# [GOAL OF THE EXERCISE]
Transcribe exactly the line containing "of the purple" and the remaining lines of the listing below, through the very last.

::: TASK INPUT :::

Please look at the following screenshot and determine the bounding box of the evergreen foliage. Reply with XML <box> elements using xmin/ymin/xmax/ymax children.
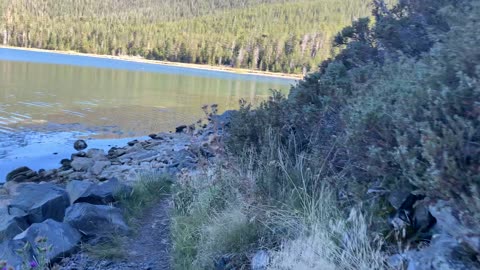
<box><xmin>0</xmin><ymin>0</ymin><xmax>389</xmax><ymax>74</ymax></box>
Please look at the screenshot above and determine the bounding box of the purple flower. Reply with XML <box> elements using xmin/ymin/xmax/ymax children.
<box><xmin>29</xmin><ymin>261</ymin><xmax>38</xmax><ymax>268</ymax></box>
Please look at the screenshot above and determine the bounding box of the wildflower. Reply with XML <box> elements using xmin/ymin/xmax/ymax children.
<box><xmin>29</xmin><ymin>260</ymin><xmax>38</xmax><ymax>268</ymax></box>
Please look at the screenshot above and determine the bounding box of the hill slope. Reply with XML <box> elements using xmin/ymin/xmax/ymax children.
<box><xmin>1</xmin><ymin>0</ymin><xmax>377</xmax><ymax>74</ymax></box>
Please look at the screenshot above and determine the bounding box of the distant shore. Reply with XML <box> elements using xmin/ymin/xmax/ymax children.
<box><xmin>0</xmin><ymin>46</ymin><xmax>303</xmax><ymax>80</ymax></box>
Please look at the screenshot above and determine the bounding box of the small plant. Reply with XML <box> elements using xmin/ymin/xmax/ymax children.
<box><xmin>115</xmin><ymin>172</ymin><xmax>173</xmax><ymax>224</ymax></box>
<box><xmin>0</xmin><ymin>236</ymin><xmax>51</xmax><ymax>270</ymax></box>
<box><xmin>83</xmin><ymin>236</ymin><xmax>127</xmax><ymax>259</ymax></box>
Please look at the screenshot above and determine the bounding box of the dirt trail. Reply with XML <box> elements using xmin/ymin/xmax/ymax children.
<box><xmin>124</xmin><ymin>197</ymin><xmax>173</xmax><ymax>270</ymax></box>
<box><xmin>60</xmin><ymin>198</ymin><xmax>173</xmax><ymax>270</ymax></box>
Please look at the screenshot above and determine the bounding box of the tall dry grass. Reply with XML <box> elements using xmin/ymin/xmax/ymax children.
<box><xmin>173</xmin><ymin>131</ymin><xmax>389</xmax><ymax>269</ymax></box>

:::

# [SOLUTION FOR THIS PROBLEM]
Please look at the screenshot above and determine the bounding box of the purple flower. Reply with XML <box> elements using xmin/ymin/xmax/ymax children.
<box><xmin>29</xmin><ymin>261</ymin><xmax>38</xmax><ymax>268</ymax></box>
Please look at the screenshot above and determine the bounding box of the wildflower. Reply with XML <box> elements using xmin/ymin/xmax/ymax children.
<box><xmin>29</xmin><ymin>260</ymin><xmax>38</xmax><ymax>268</ymax></box>
Please look at the screenshot above and determine the bounding box of the hill slope. Reply with XML <box> elements using xmin/ymin/xmax/ymax children.
<box><xmin>1</xmin><ymin>0</ymin><xmax>377</xmax><ymax>74</ymax></box>
Please look at the screenshot above and determine the bounding box of the distant shore. Reply with XML <box> elements using xmin/ymin/xmax/ymax children.
<box><xmin>0</xmin><ymin>46</ymin><xmax>303</xmax><ymax>80</ymax></box>
Please look at the screenshot above and determine the bounding box of the small plant. Reply with XML <box> elements using xmin/ymin/xmax/ymax children.
<box><xmin>115</xmin><ymin>172</ymin><xmax>173</xmax><ymax>224</ymax></box>
<box><xmin>0</xmin><ymin>236</ymin><xmax>51</xmax><ymax>270</ymax></box>
<box><xmin>83</xmin><ymin>236</ymin><xmax>127</xmax><ymax>259</ymax></box>
Please look at the screenshot above and determine the bounding box of the dirt trail. Reply with XML <box> elements using xmin/ymin/xmax/ymax children.
<box><xmin>124</xmin><ymin>197</ymin><xmax>173</xmax><ymax>270</ymax></box>
<box><xmin>60</xmin><ymin>198</ymin><xmax>173</xmax><ymax>270</ymax></box>
Please look at the screenshot above and determine the bounding box of the tall dry grass. Reply with XML <box> elements using xmin/ymin/xmax/ymax children.
<box><xmin>173</xmin><ymin>131</ymin><xmax>389</xmax><ymax>269</ymax></box>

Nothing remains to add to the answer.